§ What you are asked to do
Determine how many of the rows below contain the string "rocky". Letter case counts, and the answer should be the number alone.
##### Supplied information #####
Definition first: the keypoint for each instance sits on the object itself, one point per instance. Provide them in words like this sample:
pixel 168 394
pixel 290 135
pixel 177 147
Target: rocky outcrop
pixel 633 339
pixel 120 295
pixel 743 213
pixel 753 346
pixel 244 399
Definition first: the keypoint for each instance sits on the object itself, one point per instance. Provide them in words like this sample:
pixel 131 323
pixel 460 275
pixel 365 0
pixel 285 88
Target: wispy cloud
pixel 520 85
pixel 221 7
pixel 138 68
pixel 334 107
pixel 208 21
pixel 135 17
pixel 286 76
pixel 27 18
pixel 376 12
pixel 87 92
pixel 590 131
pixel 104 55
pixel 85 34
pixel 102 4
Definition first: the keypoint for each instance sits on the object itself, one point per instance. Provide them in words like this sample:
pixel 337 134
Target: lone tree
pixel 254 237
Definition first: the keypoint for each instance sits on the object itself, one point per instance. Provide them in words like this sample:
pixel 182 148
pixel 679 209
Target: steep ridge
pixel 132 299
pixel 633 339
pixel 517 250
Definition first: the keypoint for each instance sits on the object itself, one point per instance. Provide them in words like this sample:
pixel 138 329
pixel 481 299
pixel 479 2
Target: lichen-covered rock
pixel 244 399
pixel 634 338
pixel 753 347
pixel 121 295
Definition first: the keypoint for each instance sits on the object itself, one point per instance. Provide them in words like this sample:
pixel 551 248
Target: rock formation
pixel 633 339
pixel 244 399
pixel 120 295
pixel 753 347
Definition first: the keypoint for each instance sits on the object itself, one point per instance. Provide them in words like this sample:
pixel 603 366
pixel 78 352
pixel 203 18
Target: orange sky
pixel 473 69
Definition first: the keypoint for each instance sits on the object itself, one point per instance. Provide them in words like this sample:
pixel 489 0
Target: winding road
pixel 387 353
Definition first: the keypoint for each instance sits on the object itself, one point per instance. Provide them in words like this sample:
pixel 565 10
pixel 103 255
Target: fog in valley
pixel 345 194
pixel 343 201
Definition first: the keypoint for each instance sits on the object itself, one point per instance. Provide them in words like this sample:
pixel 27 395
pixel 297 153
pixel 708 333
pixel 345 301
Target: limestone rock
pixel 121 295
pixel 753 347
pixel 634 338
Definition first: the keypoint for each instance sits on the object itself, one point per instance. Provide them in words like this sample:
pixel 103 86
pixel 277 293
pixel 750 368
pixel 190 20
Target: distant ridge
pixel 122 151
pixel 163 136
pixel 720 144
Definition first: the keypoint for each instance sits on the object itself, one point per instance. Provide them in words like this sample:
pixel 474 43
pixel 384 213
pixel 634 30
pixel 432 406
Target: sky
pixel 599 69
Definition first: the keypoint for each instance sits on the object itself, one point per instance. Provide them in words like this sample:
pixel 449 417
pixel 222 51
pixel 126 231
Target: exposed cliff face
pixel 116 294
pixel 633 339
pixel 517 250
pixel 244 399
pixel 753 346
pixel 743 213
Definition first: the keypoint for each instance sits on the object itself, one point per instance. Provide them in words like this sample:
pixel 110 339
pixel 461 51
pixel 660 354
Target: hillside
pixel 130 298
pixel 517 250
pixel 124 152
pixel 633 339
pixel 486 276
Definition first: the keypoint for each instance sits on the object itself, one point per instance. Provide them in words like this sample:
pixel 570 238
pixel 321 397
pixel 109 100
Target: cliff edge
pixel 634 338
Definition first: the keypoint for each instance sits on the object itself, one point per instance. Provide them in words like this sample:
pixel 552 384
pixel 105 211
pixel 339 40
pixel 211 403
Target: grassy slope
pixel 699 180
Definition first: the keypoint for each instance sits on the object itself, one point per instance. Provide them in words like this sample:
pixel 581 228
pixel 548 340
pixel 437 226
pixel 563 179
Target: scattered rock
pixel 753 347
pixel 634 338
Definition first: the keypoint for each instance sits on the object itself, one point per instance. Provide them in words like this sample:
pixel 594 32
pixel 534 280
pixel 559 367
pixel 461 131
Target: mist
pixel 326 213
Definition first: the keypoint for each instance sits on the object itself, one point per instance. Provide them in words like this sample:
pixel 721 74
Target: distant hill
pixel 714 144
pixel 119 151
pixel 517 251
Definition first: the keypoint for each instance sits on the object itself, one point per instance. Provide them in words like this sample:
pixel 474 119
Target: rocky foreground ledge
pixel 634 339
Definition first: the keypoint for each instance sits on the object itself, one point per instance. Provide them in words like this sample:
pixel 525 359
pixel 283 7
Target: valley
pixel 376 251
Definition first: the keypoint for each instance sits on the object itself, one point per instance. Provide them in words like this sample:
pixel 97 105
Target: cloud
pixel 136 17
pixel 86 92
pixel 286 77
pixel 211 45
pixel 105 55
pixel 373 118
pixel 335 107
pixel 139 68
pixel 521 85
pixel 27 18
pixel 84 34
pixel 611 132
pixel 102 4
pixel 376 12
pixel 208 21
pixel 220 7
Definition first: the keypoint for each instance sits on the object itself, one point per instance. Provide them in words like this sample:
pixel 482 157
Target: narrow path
#####
##### Supplied information #####
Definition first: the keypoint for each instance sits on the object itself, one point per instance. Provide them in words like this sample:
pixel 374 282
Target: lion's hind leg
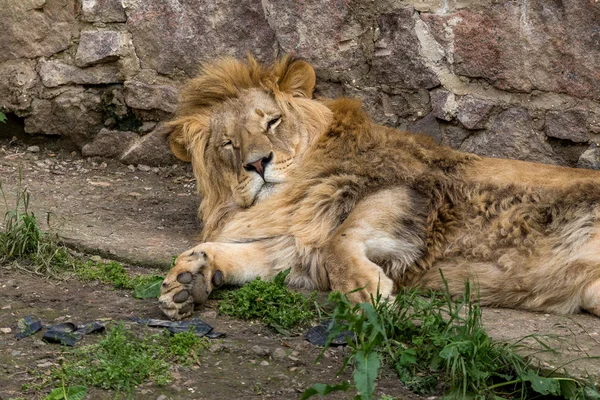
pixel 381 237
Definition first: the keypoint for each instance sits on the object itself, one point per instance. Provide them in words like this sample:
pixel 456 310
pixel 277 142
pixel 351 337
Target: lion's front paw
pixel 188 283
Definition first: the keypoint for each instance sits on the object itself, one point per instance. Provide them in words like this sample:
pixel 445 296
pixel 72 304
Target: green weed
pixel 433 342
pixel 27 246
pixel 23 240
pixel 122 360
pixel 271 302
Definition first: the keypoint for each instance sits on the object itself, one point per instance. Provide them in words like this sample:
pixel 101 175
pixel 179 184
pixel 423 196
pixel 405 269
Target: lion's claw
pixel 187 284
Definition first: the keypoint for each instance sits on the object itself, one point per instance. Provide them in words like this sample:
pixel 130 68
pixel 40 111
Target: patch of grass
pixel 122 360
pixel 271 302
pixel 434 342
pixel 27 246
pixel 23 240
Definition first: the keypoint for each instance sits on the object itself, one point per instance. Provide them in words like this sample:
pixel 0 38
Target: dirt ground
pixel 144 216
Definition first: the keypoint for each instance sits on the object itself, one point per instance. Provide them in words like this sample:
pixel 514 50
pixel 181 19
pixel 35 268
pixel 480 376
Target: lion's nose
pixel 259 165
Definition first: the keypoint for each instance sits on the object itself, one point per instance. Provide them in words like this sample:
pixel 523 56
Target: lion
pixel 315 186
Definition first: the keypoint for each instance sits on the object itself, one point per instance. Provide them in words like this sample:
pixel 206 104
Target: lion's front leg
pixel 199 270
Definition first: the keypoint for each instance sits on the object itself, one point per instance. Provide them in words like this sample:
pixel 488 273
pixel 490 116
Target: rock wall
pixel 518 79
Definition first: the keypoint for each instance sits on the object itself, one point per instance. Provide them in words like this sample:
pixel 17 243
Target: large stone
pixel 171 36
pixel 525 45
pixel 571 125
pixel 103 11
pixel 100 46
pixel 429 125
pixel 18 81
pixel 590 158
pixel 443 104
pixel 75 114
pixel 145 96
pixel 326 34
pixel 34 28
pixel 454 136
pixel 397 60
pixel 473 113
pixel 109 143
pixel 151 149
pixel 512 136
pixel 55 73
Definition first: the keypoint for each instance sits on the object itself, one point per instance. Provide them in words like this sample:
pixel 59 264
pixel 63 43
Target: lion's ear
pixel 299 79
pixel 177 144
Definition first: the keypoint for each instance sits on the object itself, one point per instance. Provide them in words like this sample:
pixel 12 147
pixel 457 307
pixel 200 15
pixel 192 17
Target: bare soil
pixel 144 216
#####
##### Supplied information #####
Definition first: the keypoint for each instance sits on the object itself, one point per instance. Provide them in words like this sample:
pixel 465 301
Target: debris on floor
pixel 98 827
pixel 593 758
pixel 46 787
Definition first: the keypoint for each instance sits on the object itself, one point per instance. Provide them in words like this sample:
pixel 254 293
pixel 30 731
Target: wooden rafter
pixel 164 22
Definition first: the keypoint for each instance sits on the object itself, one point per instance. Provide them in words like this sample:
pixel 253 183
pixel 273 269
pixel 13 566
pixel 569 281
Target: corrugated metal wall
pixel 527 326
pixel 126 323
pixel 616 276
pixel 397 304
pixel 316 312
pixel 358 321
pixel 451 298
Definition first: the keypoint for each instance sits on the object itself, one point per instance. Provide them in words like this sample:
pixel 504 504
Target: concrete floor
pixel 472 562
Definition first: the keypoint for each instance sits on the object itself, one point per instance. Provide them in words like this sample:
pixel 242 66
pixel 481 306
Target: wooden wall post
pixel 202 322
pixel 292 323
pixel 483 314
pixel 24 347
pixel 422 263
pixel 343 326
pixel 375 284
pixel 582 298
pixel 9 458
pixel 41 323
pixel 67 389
#####
§ Exercise response
2